> _WRITTEN PROBLEM_: Reproduce every one of the records below word for word, omitting the pictures.

> _MATERIALS PROVIDED_:
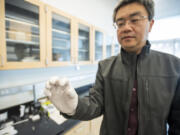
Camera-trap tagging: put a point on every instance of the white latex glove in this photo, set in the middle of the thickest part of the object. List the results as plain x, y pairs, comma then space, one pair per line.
62, 95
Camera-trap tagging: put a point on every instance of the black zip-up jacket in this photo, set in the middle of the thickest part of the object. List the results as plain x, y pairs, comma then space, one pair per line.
158, 78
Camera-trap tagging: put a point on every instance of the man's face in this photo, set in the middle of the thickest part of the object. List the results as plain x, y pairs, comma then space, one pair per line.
133, 27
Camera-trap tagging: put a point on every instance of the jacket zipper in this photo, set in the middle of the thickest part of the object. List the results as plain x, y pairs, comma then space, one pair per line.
138, 70
147, 100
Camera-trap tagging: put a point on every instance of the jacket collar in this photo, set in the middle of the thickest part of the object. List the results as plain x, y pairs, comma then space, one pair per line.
130, 58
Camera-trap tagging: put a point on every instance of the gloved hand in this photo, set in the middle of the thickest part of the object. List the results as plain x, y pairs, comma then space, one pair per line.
62, 95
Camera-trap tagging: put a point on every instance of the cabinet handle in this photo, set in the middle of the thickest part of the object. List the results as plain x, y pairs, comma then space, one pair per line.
46, 61
2, 61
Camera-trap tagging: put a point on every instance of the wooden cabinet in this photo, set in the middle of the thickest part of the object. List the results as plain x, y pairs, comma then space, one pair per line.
83, 128
99, 44
22, 34
60, 37
108, 44
84, 45
34, 35
95, 126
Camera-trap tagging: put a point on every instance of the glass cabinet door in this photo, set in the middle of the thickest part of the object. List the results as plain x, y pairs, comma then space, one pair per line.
98, 45
83, 43
22, 31
177, 48
116, 49
108, 46
61, 39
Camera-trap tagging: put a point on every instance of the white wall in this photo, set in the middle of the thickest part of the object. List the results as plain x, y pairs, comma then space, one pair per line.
96, 12
167, 28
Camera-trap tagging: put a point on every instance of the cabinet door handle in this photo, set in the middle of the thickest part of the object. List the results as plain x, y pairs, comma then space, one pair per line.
46, 61
2, 61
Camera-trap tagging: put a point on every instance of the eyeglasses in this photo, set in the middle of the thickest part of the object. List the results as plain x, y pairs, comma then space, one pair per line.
132, 21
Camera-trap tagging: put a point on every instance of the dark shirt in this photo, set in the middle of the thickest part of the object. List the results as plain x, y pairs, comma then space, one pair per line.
133, 112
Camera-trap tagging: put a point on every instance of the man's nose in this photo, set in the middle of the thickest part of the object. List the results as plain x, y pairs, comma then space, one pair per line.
127, 27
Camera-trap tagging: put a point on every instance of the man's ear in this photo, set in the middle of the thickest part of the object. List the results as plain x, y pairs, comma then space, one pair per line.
151, 24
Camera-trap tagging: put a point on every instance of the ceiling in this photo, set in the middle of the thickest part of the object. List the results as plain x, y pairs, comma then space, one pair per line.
166, 8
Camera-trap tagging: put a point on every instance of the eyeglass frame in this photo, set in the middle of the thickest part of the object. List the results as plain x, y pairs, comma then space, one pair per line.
130, 20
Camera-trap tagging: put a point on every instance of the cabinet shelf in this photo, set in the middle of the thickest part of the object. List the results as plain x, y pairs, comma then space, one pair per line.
61, 32
83, 50
21, 21
61, 48
22, 42
83, 38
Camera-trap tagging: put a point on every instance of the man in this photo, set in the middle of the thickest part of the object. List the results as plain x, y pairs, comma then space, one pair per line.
138, 91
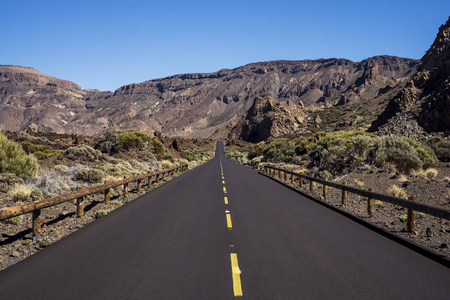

> _RIGHT ANSWER_:
Camera-trap tagging: put a point on every instance of the white latex glove in this photo, set in the middle of the thickest part of the object. List the results as plain x, y pairs, comma then space, one pair per line.
62, 95
Camera-trap tagging: put a point on every instance of the black zip-up jacket in this photo, set in the middle of the thickest part of the object. List the results as plain x, y pairs, comma then space, one pair per line.
158, 78
Camera-trap tagging: put a point on every instance of the man's face in this photo, set in the middle of the thickest part of the object. List the results as plain x, y pairs, comma then space, one pair per line.
133, 27
Camera-trap tagging: put a point on every instance of the jacket zipper in this photo, set in the middle of the thickest part of the object. List the results as plain x, y pairs, comma then space, one pair per line.
138, 70
147, 100
Camera-trap tagging: put a point on every instance of the jacket collar in this photo, set in the middle of the thickest part of the object. List the results as plain x, y pairs, comma then space, one pair per line.
130, 58
Camera-trap tagging: put a point on every instance of the gloved hand in this photo, set in the middle of the thickest part of the object. List the results as plain x, y pairs, comma then space, one pair per line.
62, 95
Camera-trap tagging: put a point on every instance of the cabinet handle in this photo, set in the middle of the thickest part of the object. List the results as plain x, y pairs, comma then space, one pair per line.
46, 61
2, 61
Camera-trap tagging: put a point on every instance of the wooden cabinet in this photo, set in the middle of the thickest part of the object. List the results as plain x, y pairs, comma then space, one pair per line.
83, 128
99, 44
22, 34
60, 37
108, 44
84, 45
34, 35
95, 126
Camera-trap tagging: put a point on every instance of the glass cabinet door in this photo, set in the middle of the thickest part of the object. List the results as plain x, y pairs, comma then space, one pair per line.
98, 45
83, 43
22, 31
177, 48
116, 49
108, 46
61, 39
Camera-trap tagging: put a point on every instance of the white wall in this photo, set in the middle of the thickest part of the object. List the results as plain x, y pairs, comma then space, one pair per line.
96, 12
167, 28
Camera-trap tagging: put a point on every instance of the cabinet door handle in this photo, set in the middle of the thickest part of the object. List the results as plain x, y pairs, comma then space, one pair per line.
46, 61
2, 61
Camera-trap tagging: put a point on every instance of the eyeglasses in this photo, set in the middle of the thickest part of the object. List the results as plain x, y pairs, comma then space, one pair per line.
132, 21
Camera-trap tagging: put a point on every instance of the dark shirt in this photo, set in the middle of the thickest part of the object. List the results as plain x, y pairs, comma then space, one pair per line.
133, 112
Camera-trap tagging: put a point on every instance of the man's nose in this photo, set in the middle of the thickest part of the object. List the results as plain x, y pairs, comma then space, one pair per line.
127, 27
Camera-trap tagging: put a point on every instance of the man's ear in this photo, set in the middle of the thickest part of the object. List the results as plain x, y pairs, comma then space, one pair per line.
151, 24
Camera-trap tagging: put a point on every instance of the ceiling in this photo, set in the middle of the thickest part of the object. List the results as plain x, y pairs, comma then space, one pair per line.
166, 8
Camera-trap tagging: put a point on every instance of the eyeglass frame in this photo, set in the middle of the thickest part of the object. List the results as plain x, y pairs, comma then space, one pair per line.
130, 20
Camera-trap tagging: put a point on every instance of the cabinet shelf in this photo, set in the middle of the thickest part of the object. List the results as plain x, y pairs, comma then space, one pair per line.
61, 32
83, 50
21, 21
61, 48
22, 42
83, 38
Camera-trap tagging: put a point on every instance of the man in this photo, set in the middle of the thickest part of the object. List the results as plain x, y pairs, comma then space, one pair per line.
138, 91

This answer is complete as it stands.